# Problem statement
Return, unchanged, the lines of the records running from the line containing "Target: black nose" to the line containing "(1138, 502)", both included.

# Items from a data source
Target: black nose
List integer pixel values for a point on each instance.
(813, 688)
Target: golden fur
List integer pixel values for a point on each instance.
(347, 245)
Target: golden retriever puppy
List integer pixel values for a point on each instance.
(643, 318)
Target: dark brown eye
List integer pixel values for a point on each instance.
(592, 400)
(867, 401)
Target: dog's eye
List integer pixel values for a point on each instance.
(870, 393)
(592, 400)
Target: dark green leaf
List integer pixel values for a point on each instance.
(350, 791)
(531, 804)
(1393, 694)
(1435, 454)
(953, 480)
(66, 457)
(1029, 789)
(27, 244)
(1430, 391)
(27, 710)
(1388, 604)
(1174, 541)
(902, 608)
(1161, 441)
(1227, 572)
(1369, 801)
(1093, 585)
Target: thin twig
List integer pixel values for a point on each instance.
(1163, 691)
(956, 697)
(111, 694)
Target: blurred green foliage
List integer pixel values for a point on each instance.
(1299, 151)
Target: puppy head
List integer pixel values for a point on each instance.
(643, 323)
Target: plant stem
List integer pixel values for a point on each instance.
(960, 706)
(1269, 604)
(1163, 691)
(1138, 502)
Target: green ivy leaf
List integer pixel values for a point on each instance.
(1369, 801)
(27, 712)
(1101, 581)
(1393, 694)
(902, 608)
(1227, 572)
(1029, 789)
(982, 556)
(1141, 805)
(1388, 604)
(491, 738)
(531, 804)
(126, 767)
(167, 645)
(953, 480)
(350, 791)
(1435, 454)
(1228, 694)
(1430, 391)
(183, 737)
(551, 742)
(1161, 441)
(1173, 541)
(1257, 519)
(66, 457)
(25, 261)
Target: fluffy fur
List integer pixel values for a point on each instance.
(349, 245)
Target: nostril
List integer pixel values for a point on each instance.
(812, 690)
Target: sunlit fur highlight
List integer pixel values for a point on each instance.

---

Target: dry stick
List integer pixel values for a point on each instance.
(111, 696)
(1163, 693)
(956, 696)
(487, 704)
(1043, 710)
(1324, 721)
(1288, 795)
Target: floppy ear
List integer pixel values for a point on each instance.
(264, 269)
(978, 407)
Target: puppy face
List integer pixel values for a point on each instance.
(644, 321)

* * *

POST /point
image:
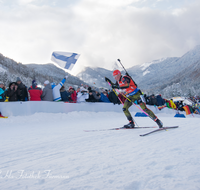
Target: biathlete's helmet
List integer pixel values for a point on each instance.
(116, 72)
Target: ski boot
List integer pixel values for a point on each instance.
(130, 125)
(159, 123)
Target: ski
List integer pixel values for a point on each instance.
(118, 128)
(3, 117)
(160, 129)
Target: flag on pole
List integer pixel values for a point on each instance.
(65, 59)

# Solution to this task
Target: black nose
List integer pixel values for a point on each instance.
(813, 688)
Target: golden fur
List integer pixel values for a point on each instance.
(347, 245)
Target: golden retriever puppy
List integer pixel values for a point on each instance.
(643, 318)
Target: dark brown eye
List integer pixel values for a point on each instance.
(592, 400)
(867, 401)
Target: dog's eye
List integer pixel values for a point on each instance.
(870, 393)
(592, 400)
Target: dark green leaf
List integer pixel values for a point on each instance.
(350, 791)
(531, 804)
(1393, 694)
(1435, 454)
(953, 480)
(66, 457)
(1029, 789)
(27, 244)
(1430, 391)
(27, 710)
(1388, 604)
(1174, 541)
(902, 608)
(1161, 441)
(1227, 572)
(1369, 801)
(1093, 585)
Target: thin twig
List integer pixel values for a point on each instance.
(1163, 691)
(956, 697)
(111, 694)
Target: blurred green foliage
List integer pixel values for a point on each instance.
(1299, 151)
Target: puppy head
List integer pixel values for a point on each instance.
(643, 323)
Target: plant stem
List integer pixel values for a point on each instance.
(960, 706)
(1269, 604)
(1163, 691)
(1138, 502)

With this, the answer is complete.